Source document:
····················

I realized that if I couldn’t control myself in small situations, I wouldn’t be able to control myself in the market. So I began with simple actions. When I prepared food, I wouldn’t eat it immediately. I would let it sit for a while. It sounds insignificant and stupid, but I did that anyway. Of coursse don’t wait too long so your food gets cold, but take some pause before you eat. I just prepared the food and just did not eat it right away.
At the same time, I was trying to shift my thinking to longterm. In most of my daily decisions, I started to ask myself what the long-term impact will be. I prefer to live way below my live standards I can afford. I’ve lived like that my whole life. So this was not so hard for me because it is almost natural for me. I was raised that way. I think that this helped me a lot. Sometimes it might be exhausting a bit, because almost anything I do, I just think about what impact will it have on my future - positive or negative. Based on that I make my decisions. Might not be for everybody, but for me it works.

····················

Records:
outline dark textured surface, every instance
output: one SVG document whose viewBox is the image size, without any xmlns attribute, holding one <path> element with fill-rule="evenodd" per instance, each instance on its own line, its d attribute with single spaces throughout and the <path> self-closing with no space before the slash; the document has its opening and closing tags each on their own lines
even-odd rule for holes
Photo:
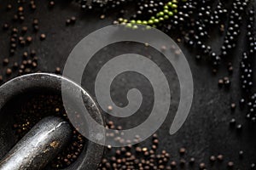
<svg viewBox="0 0 256 170">
<path fill-rule="evenodd" d="M 37 3 L 38 9 L 32 14 L 26 14 L 28 17 L 24 24 L 27 25 L 30 31 L 32 30 L 32 18 L 39 18 L 40 31 L 38 33 L 32 35 L 36 39 L 39 39 L 40 32 L 45 33 L 47 37 L 44 42 L 33 41 L 28 48 L 34 48 L 38 51 L 39 57 L 38 69 L 42 71 L 52 72 L 56 66 L 63 68 L 65 60 L 69 53 L 84 37 L 90 32 L 102 28 L 104 26 L 111 24 L 115 19 L 113 16 L 107 15 L 105 20 L 100 20 L 101 13 L 84 14 L 79 11 L 75 5 L 65 1 L 56 1 L 54 9 L 49 10 L 47 4 L 43 1 Z M 0 3 L 0 24 L 3 22 L 11 22 L 11 14 L 6 15 L 4 7 L 7 3 L 1 1 Z M 47 12 L 45 12 L 47 11 Z M 26 14 L 27 12 L 26 12 Z M 9 13 L 11 14 L 11 12 Z M 73 15 L 77 16 L 78 20 L 74 26 L 66 26 L 66 19 Z M 243 27 L 245 26 L 242 26 Z M 170 136 L 168 132 L 172 120 L 173 114 L 177 110 L 178 104 L 178 82 L 176 74 L 172 65 L 165 62 L 165 60 L 159 54 L 147 54 L 143 46 L 135 44 L 122 44 L 114 47 L 108 47 L 106 50 L 99 52 L 96 58 L 90 62 L 90 65 L 87 67 L 86 74 L 83 78 L 83 87 L 94 96 L 94 80 L 96 71 L 103 65 L 104 62 L 115 56 L 118 53 L 139 51 L 144 53 L 147 56 L 151 55 L 154 61 L 161 67 L 165 74 L 167 76 L 170 88 L 172 95 L 172 105 L 171 105 L 170 116 L 158 131 L 160 136 L 160 149 L 165 149 L 171 153 L 172 160 L 180 160 L 178 150 L 180 147 L 187 148 L 187 154 L 184 157 L 194 156 L 196 162 L 206 162 L 208 169 L 225 169 L 227 162 L 232 161 L 235 162 L 235 167 L 240 169 L 249 169 L 250 164 L 256 162 L 255 144 L 256 144 L 256 129 L 255 126 L 251 126 L 245 119 L 246 111 L 241 110 L 239 107 L 234 112 L 230 110 L 230 103 L 235 102 L 238 105 L 241 96 L 240 82 L 239 82 L 239 61 L 241 57 L 243 41 L 245 40 L 245 33 L 240 36 L 239 46 L 234 51 L 234 56 L 229 56 L 225 62 L 233 61 L 234 72 L 230 76 L 231 88 L 230 90 L 219 88 L 218 87 L 218 78 L 228 76 L 227 69 L 224 65 L 222 65 L 220 71 L 213 76 L 211 67 L 206 60 L 197 62 L 195 60 L 195 52 L 192 52 L 183 43 L 178 45 L 183 49 L 192 71 L 195 84 L 195 96 L 189 116 L 183 124 L 183 128 L 177 133 Z M 9 56 L 9 42 L 8 36 L 0 31 L 0 62 L 5 57 Z M 214 38 L 215 39 L 215 38 Z M 217 41 L 212 42 L 213 48 L 219 49 L 222 44 L 222 38 L 216 38 Z M 120 45 L 120 44 L 119 44 Z M 19 49 L 22 51 L 22 49 Z M 20 56 L 21 54 L 16 54 Z M 15 57 L 10 58 L 11 61 L 15 61 Z M 3 69 L 2 69 L 3 68 Z M 0 67 L 0 72 L 5 71 L 6 67 Z M 254 75 L 255 76 L 255 75 Z M 9 77 L 9 79 L 10 77 Z M 255 79 L 255 78 L 254 78 Z M 137 114 L 137 119 L 125 120 L 127 127 L 132 127 L 141 122 L 147 114 L 150 113 L 152 108 L 152 88 L 147 84 L 147 79 L 141 76 L 120 75 L 115 79 L 112 86 L 113 98 L 117 105 L 125 105 L 125 90 L 131 87 L 143 88 L 143 94 L 146 97 L 143 106 Z M 147 85 L 145 85 L 147 84 Z M 125 89 L 125 90 L 124 90 Z M 107 89 L 108 90 L 108 89 Z M 229 122 L 235 117 L 237 123 L 242 123 L 243 128 L 241 133 L 237 133 L 236 128 L 231 128 Z M 125 120 L 120 120 L 120 122 Z M 148 144 L 148 141 L 145 142 Z M 244 151 L 244 159 L 239 160 L 239 150 Z M 209 164 L 209 157 L 211 155 L 217 156 L 223 154 L 224 162 L 223 163 L 216 163 L 217 166 L 212 167 Z M 189 160 L 189 159 L 188 159 Z M 198 167 L 195 166 L 196 169 Z"/>
</svg>

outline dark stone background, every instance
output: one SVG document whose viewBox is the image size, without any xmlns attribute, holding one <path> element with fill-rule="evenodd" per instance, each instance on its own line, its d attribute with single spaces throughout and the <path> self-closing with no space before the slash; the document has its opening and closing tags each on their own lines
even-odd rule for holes
<svg viewBox="0 0 256 170">
<path fill-rule="evenodd" d="M 14 10 L 6 13 L 5 7 L 12 1 L 2 0 L 0 3 L 0 26 L 3 23 L 12 23 L 11 19 Z M 26 50 L 35 48 L 39 58 L 38 70 L 46 72 L 54 72 L 56 66 L 63 68 L 65 60 L 73 48 L 86 35 L 108 26 L 115 20 L 116 13 L 106 15 L 105 20 L 100 20 L 101 12 L 84 13 L 79 6 L 68 1 L 55 1 L 53 9 L 49 9 L 47 2 L 36 2 L 37 10 L 34 13 L 28 10 L 28 5 L 25 8 L 26 20 L 21 25 L 14 23 L 13 26 L 27 26 L 29 31 L 26 35 L 32 35 L 33 42 L 26 47 Z M 71 16 L 76 16 L 78 20 L 74 26 L 66 26 L 66 20 Z M 32 23 L 33 18 L 39 19 L 40 30 L 38 33 L 32 31 Z M 223 65 L 216 76 L 212 75 L 207 60 L 196 61 L 195 59 L 196 52 L 189 49 L 183 42 L 178 43 L 189 60 L 195 85 L 195 95 L 189 116 L 177 133 L 169 135 L 169 128 L 172 121 L 173 114 L 177 110 L 179 99 L 179 86 L 176 73 L 172 65 L 166 64 L 163 57 L 158 54 L 148 53 L 144 47 L 138 44 L 115 44 L 101 50 L 91 60 L 90 65 L 87 67 L 87 73 L 83 78 L 83 87 L 94 96 L 94 80 L 97 69 L 104 62 L 119 53 L 142 52 L 145 56 L 151 56 L 160 66 L 170 82 L 172 95 L 172 104 L 170 109 L 170 116 L 167 117 L 161 128 L 158 131 L 160 136 L 160 150 L 166 150 L 171 153 L 172 160 L 179 161 L 178 150 L 185 147 L 187 153 L 183 156 L 189 160 L 190 156 L 196 159 L 196 164 L 206 162 L 209 164 L 209 157 L 212 155 L 223 154 L 224 161 L 216 163 L 213 167 L 207 166 L 208 169 L 225 169 L 227 162 L 235 162 L 235 167 L 240 169 L 249 169 L 251 163 L 256 163 L 256 135 L 255 126 L 247 122 L 245 119 L 246 110 L 241 110 L 236 107 L 234 112 L 230 110 L 230 103 L 235 102 L 238 105 L 241 99 L 241 88 L 239 82 L 239 61 L 243 51 L 245 41 L 245 24 L 242 26 L 243 31 L 240 36 L 238 48 L 234 51 L 234 56 L 229 56 L 224 63 L 232 61 L 234 72 L 230 76 L 231 87 L 229 90 L 219 88 L 218 78 L 229 76 L 225 65 Z M 39 40 L 40 33 L 46 34 L 46 39 Z M 0 62 L 9 57 L 9 34 L 0 31 Z M 173 38 L 176 38 L 173 37 Z M 218 50 L 222 44 L 223 37 L 212 38 L 212 47 Z M 24 48 L 19 48 L 18 52 L 13 57 L 9 57 L 10 63 L 16 60 L 21 61 L 21 52 Z M 0 73 L 4 76 L 4 81 L 15 76 L 6 77 L 5 71 L 8 66 L 0 65 Z M 255 76 L 255 75 L 254 75 Z M 146 97 L 141 110 L 137 114 L 137 119 L 120 120 L 120 123 L 125 121 L 127 127 L 139 124 L 147 117 L 152 109 L 152 87 L 148 85 L 147 79 L 134 73 L 122 74 L 119 76 L 113 86 L 112 93 L 113 100 L 118 105 L 125 105 L 125 90 L 137 87 L 143 88 L 142 92 Z M 106 89 L 108 90 L 108 89 Z M 231 128 L 229 122 L 235 117 L 237 123 L 241 123 L 243 128 L 241 133 L 237 133 L 236 128 Z M 149 144 L 150 139 L 144 142 Z M 244 159 L 240 160 L 239 150 L 244 151 Z M 197 166 L 195 166 L 197 168 Z"/>
</svg>

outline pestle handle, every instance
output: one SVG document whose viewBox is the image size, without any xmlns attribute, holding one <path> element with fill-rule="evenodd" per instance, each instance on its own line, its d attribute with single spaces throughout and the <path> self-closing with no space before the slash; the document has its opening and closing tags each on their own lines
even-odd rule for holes
<svg viewBox="0 0 256 170">
<path fill-rule="evenodd" d="M 0 162 L 0 170 L 40 170 L 66 146 L 72 136 L 68 122 L 49 116 L 41 120 Z"/>
</svg>

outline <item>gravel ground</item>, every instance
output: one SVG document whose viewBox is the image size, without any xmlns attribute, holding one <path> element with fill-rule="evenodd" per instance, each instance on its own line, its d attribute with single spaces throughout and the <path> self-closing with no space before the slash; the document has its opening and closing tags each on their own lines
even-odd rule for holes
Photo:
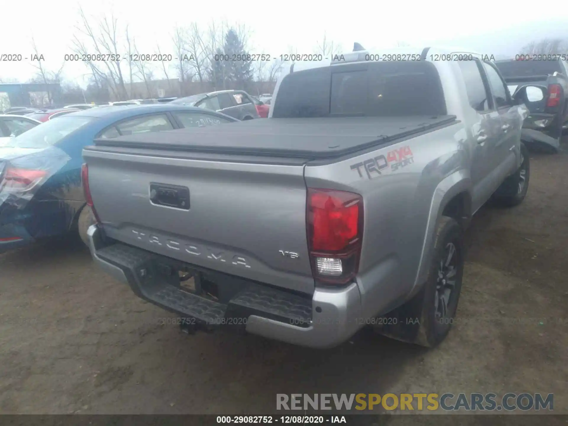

····················

Goals:
1. In the stretch of the self-control passage from "At the same" through "me it works.", substitute "choices" for "decisions" and give the result.
2. Rewrite the paragraph of the self-control passage that starts "At the same time" in a shorter form, keeping its main facts.
3. Answer these questions from the self-control passage, one per line:
(a) What did the writer do with food after preparing it?
(b) What question did the writer start asking in most daily decisions?
(c) How does the writer prefer to live compared with the standard they can afford?

Task solutions:
1.
At the same time, I was trying to shift my thinking to longterm. In most of my daily choices, I started to ask myself what the long-term impact will be. I prefer to live way below my live standards I can afford. I’ve lived like that my whole life. So this was not so hard for me because it is almost natural for me. I was raised that way. I think that this helped me a lot. Sometimes it might be exhausting a bit, because almost anything I do, I just think about what impact will it have on my future - positive or negative. Based on that I make my choices. Might not be for everybody, but for me it works.

2. The writer began thinking long-term, asking in most daily decisions what the long-term impact would be. Living well below what they can afford has been lifelong and natural for them because of their upbringing, and it helped a lot. Weighing whether almost everything will affect their future positively or negatively can be a bit exhausting, but they base their decisions on it. It might not suit everybody, but it works for the writer.

3.
(a) The writer let it sit for a while instead of eating it right away.
(b) What the long-term impact will be.
(c) Way below it.